**SET OF TASKS**
1. Summarize the forum thread about the sick pigeon in three sentences.
2. Print the part of the pigeon thread from "goga82 so yours" up to and including "(Aug 17, 2009)".

He was young..once he left the nest he realized that streets of chicago r not that pretty... He was fine after 24 h in my care... Yours is probably gettin used to the food thats why the runny poop..what is he eating


----------



## mistergugu (Jul 8, 2009)

goga82 so yours was just inexperienced. This one is a mature pigeon and is surely sick. it's much deeper than just starvation. This morning, the whole room he is in was stinking, not just around his cage or around his poop. The stench is major.

I left for him pigeon seed mix and some bread crumbs. I am not sure he ate or drank a lot this morning. I am continuing with the antibiotic.


----------



## goga82 (Aug 17, 2009)

If he stops eating u gonna have to force feed him..continue with the meds.keep him extra warm..any chance u upload his pic just so we can see the e condition he is in...i wish there was more I can do. Im sure hes gonna b ok eventualy.keep doing what u doing..i had a similar case few months ago..no happy ending thou..i wash him the best


----------



## whytwings (Feb 12, 2011)

Heya mistergugu............If you can get a clear & focused pic of the latest dropping and upload it , there are some pretty experienced people here that may be able to shed some light on what is happening with your bird ......I've been helped here just recently by some pretty fabulous people here .

Darren


----------



## mistergugu (Jul 8, 2009)

HI guys. Update: I think Stinky is doing much better today. His poop is within smell bearable limits and for the first time he complained about the cage confinement. I will see what I can do about the pics of poops. There were 2 solid poops also!!!

How many days do I need to give antibiotics? 5? 7? 10?


----------



## mistergugu (Jul 8, 2009)

Stinky is already showing signs that he doesn't like his cage anymore and wants to go. How many days to you give antibiotics to pigeons?


----------



## Msfreebird (Sep 23, 2007)

(Saved entries)
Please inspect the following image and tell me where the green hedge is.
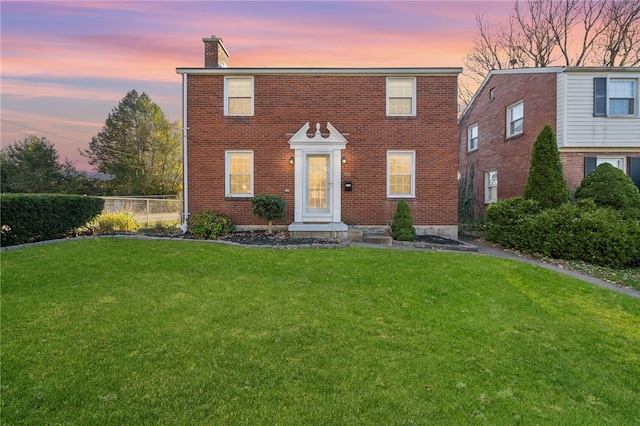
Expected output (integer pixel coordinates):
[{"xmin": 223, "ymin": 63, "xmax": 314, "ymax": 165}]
[
  {"xmin": 485, "ymin": 197, "xmax": 542, "ymax": 249},
  {"xmin": 187, "ymin": 209, "xmax": 236, "ymax": 240},
  {"xmin": 0, "ymin": 194, "xmax": 104, "ymax": 246},
  {"xmin": 485, "ymin": 198, "xmax": 640, "ymax": 268}
]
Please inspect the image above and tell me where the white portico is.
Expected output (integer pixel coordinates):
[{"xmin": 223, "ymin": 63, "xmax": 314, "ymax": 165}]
[{"xmin": 289, "ymin": 123, "xmax": 348, "ymax": 238}]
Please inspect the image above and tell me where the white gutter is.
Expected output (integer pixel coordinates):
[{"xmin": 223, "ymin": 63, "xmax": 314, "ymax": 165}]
[
  {"xmin": 180, "ymin": 73, "xmax": 189, "ymax": 232},
  {"xmin": 176, "ymin": 68, "xmax": 462, "ymax": 76}
]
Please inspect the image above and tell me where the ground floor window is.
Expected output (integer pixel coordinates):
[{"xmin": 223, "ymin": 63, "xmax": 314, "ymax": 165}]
[
  {"xmin": 484, "ymin": 170, "xmax": 498, "ymax": 204},
  {"xmin": 225, "ymin": 151, "xmax": 253, "ymax": 197},
  {"xmin": 387, "ymin": 151, "xmax": 416, "ymax": 198}
]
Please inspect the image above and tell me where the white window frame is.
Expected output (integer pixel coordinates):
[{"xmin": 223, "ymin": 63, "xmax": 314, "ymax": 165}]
[
  {"xmin": 596, "ymin": 156, "xmax": 627, "ymax": 175},
  {"xmin": 484, "ymin": 169, "xmax": 498, "ymax": 204},
  {"xmin": 224, "ymin": 150, "xmax": 254, "ymax": 198},
  {"xmin": 224, "ymin": 76, "xmax": 255, "ymax": 117},
  {"xmin": 507, "ymin": 101, "xmax": 524, "ymax": 138},
  {"xmin": 467, "ymin": 123, "xmax": 478, "ymax": 152},
  {"xmin": 387, "ymin": 151, "xmax": 416, "ymax": 198},
  {"xmin": 387, "ymin": 77, "xmax": 416, "ymax": 117}
]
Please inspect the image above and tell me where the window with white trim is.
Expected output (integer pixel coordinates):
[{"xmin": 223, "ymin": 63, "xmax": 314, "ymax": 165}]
[
  {"xmin": 593, "ymin": 77, "xmax": 639, "ymax": 117},
  {"xmin": 467, "ymin": 124, "xmax": 478, "ymax": 151},
  {"xmin": 225, "ymin": 151, "xmax": 253, "ymax": 197},
  {"xmin": 387, "ymin": 77, "xmax": 416, "ymax": 116},
  {"xmin": 484, "ymin": 170, "xmax": 498, "ymax": 204},
  {"xmin": 387, "ymin": 151, "xmax": 416, "ymax": 198},
  {"xmin": 224, "ymin": 77, "xmax": 253, "ymax": 115},
  {"xmin": 596, "ymin": 157, "xmax": 627, "ymax": 174},
  {"xmin": 507, "ymin": 102, "xmax": 524, "ymax": 137}
]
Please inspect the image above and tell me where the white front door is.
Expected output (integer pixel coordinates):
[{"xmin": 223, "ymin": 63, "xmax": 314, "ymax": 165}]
[{"xmin": 303, "ymin": 154, "xmax": 333, "ymax": 222}]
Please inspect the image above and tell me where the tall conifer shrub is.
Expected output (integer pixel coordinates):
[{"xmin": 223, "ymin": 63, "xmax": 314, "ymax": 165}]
[{"xmin": 522, "ymin": 124, "xmax": 570, "ymax": 209}]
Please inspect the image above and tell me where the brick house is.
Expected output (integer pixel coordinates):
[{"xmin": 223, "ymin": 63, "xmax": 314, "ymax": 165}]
[
  {"xmin": 458, "ymin": 67, "xmax": 640, "ymax": 218},
  {"xmin": 176, "ymin": 36, "xmax": 462, "ymax": 238}
]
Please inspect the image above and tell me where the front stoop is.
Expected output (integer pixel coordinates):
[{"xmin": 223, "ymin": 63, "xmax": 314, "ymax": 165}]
[{"xmin": 362, "ymin": 232, "xmax": 393, "ymax": 246}]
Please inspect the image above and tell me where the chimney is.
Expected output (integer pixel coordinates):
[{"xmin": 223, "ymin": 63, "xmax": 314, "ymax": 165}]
[{"xmin": 202, "ymin": 35, "xmax": 229, "ymax": 68}]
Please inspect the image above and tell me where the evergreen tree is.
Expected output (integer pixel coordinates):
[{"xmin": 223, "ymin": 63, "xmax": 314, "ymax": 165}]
[
  {"xmin": 82, "ymin": 90, "xmax": 182, "ymax": 195},
  {"xmin": 0, "ymin": 135, "xmax": 68, "ymax": 193},
  {"xmin": 391, "ymin": 199, "xmax": 418, "ymax": 241},
  {"xmin": 522, "ymin": 124, "xmax": 570, "ymax": 209}
]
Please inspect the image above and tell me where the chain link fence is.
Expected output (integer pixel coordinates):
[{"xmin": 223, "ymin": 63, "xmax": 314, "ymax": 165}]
[{"xmin": 102, "ymin": 195, "xmax": 182, "ymax": 227}]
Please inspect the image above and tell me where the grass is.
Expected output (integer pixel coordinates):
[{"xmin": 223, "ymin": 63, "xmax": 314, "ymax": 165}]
[{"xmin": 0, "ymin": 238, "xmax": 640, "ymax": 425}]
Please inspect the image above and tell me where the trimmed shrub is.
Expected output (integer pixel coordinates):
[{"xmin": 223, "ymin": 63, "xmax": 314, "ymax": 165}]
[
  {"xmin": 187, "ymin": 209, "xmax": 235, "ymax": 240},
  {"xmin": 0, "ymin": 194, "xmax": 104, "ymax": 246},
  {"xmin": 94, "ymin": 212, "xmax": 138, "ymax": 234},
  {"xmin": 391, "ymin": 199, "xmax": 418, "ymax": 241},
  {"xmin": 522, "ymin": 124, "xmax": 571, "ymax": 209},
  {"xmin": 485, "ymin": 197, "xmax": 542, "ymax": 248},
  {"xmin": 575, "ymin": 163, "xmax": 640, "ymax": 219},
  {"xmin": 251, "ymin": 195, "xmax": 287, "ymax": 234},
  {"xmin": 519, "ymin": 200, "xmax": 640, "ymax": 268}
]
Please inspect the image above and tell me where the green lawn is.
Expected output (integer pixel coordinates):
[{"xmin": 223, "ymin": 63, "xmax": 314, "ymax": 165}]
[{"xmin": 0, "ymin": 239, "xmax": 640, "ymax": 426}]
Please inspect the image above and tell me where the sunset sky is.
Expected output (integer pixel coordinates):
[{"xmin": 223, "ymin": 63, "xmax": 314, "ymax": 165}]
[{"xmin": 0, "ymin": 1, "xmax": 513, "ymax": 170}]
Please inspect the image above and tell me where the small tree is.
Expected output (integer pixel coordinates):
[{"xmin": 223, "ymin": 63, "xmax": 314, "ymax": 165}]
[
  {"xmin": 391, "ymin": 199, "xmax": 418, "ymax": 241},
  {"xmin": 575, "ymin": 163, "xmax": 640, "ymax": 219},
  {"xmin": 251, "ymin": 195, "xmax": 287, "ymax": 234},
  {"xmin": 522, "ymin": 124, "xmax": 570, "ymax": 209}
]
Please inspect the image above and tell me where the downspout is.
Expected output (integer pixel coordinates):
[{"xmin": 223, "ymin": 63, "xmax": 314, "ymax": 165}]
[{"xmin": 180, "ymin": 73, "xmax": 189, "ymax": 232}]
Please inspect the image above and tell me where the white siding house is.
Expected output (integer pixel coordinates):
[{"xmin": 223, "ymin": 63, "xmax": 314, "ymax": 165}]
[{"xmin": 556, "ymin": 68, "xmax": 640, "ymax": 149}]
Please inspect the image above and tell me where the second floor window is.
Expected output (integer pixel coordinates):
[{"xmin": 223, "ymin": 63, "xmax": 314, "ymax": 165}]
[
  {"xmin": 593, "ymin": 77, "xmax": 638, "ymax": 117},
  {"xmin": 507, "ymin": 102, "xmax": 524, "ymax": 137},
  {"xmin": 467, "ymin": 124, "xmax": 478, "ymax": 151},
  {"xmin": 224, "ymin": 77, "xmax": 253, "ymax": 115},
  {"xmin": 387, "ymin": 77, "xmax": 416, "ymax": 116}
]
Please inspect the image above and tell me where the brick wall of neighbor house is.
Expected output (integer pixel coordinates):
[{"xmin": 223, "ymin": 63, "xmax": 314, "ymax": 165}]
[
  {"xmin": 458, "ymin": 73, "xmax": 557, "ymax": 217},
  {"xmin": 187, "ymin": 74, "xmax": 458, "ymax": 230}
]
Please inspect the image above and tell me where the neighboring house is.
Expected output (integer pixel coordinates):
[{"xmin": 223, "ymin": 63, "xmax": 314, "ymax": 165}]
[
  {"xmin": 458, "ymin": 67, "xmax": 640, "ymax": 217},
  {"xmin": 177, "ymin": 36, "xmax": 462, "ymax": 238}
]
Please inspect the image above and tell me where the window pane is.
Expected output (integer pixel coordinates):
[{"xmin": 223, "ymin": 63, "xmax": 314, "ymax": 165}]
[
  {"xmin": 389, "ymin": 80, "xmax": 413, "ymax": 98},
  {"xmin": 609, "ymin": 81, "xmax": 633, "ymax": 98},
  {"xmin": 389, "ymin": 98, "xmax": 411, "ymax": 114},
  {"xmin": 229, "ymin": 98, "xmax": 251, "ymax": 114},
  {"xmin": 511, "ymin": 119, "xmax": 524, "ymax": 135},
  {"xmin": 227, "ymin": 78, "xmax": 251, "ymax": 97},
  {"xmin": 229, "ymin": 154, "xmax": 252, "ymax": 194},
  {"xmin": 511, "ymin": 103, "xmax": 524, "ymax": 121},
  {"xmin": 609, "ymin": 99, "xmax": 634, "ymax": 115},
  {"xmin": 307, "ymin": 155, "xmax": 329, "ymax": 209},
  {"xmin": 389, "ymin": 154, "xmax": 412, "ymax": 195}
]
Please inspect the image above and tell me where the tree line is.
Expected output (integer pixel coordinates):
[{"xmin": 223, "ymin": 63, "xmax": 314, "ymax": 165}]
[{"xmin": 0, "ymin": 90, "xmax": 182, "ymax": 195}]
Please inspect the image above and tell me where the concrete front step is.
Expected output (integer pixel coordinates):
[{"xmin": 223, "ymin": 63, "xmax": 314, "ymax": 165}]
[{"xmin": 362, "ymin": 232, "xmax": 393, "ymax": 246}]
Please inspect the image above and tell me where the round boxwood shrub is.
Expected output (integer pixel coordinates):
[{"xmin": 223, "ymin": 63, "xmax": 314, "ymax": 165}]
[
  {"xmin": 575, "ymin": 163, "xmax": 640, "ymax": 219},
  {"xmin": 251, "ymin": 195, "xmax": 287, "ymax": 234},
  {"xmin": 187, "ymin": 209, "xmax": 235, "ymax": 240},
  {"xmin": 518, "ymin": 200, "xmax": 640, "ymax": 268},
  {"xmin": 485, "ymin": 197, "xmax": 542, "ymax": 249},
  {"xmin": 391, "ymin": 199, "xmax": 418, "ymax": 241}
]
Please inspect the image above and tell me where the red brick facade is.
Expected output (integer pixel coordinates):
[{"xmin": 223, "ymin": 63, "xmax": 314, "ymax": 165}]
[
  {"xmin": 458, "ymin": 73, "xmax": 556, "ymax": 217},
  {"xmin": 179, "ymin": 37, "xmax": 458, "ymax": 235},
  {"xmin": 458, "ymin": 68, "xmax": 640, "ymax": 218}
]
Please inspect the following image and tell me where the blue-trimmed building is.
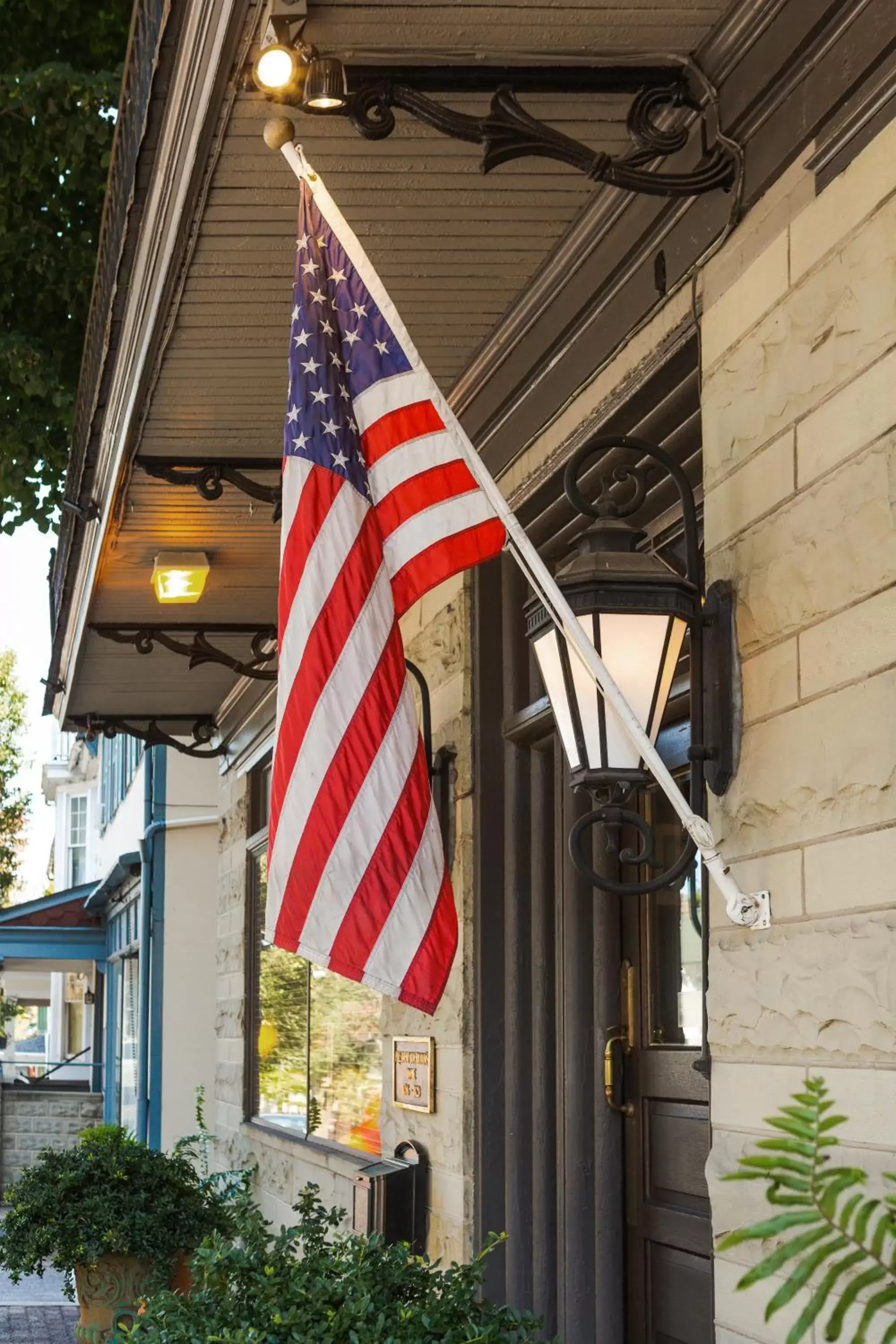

**RESPONSES IN ORDER**
1. mistergugu is caring for a mature pigeon, later called Stinky, that seems sick beyond starvation, fills the room with a strong stench, and is getting seed mix, bread crumbs and an antibiotic. Other posters advise force feeding him if he stops eating, continuing the meds, keeping him extra warm, and uploading a clear picture of his latest dropping. In an update, Stinky is doing much better, with bearably smelling and some solid droppings and complaints about his cage, and mistergugu asks how many days to give the antibiotics.

2.
goga82 so yours was just inexperienced. This one is a mature pigeon and is surely sick. it's much deeper than just starvation. This morning, the whole room he is in was stinking, not just around his cage or around his poop. The stench is major.

I left for him pigeon seed mix and some bread crumbs. I am not sure he ate or drank a lot this morning. I am continuing with the antibiotic.


----------



## goga82 (Aug 17, 2009)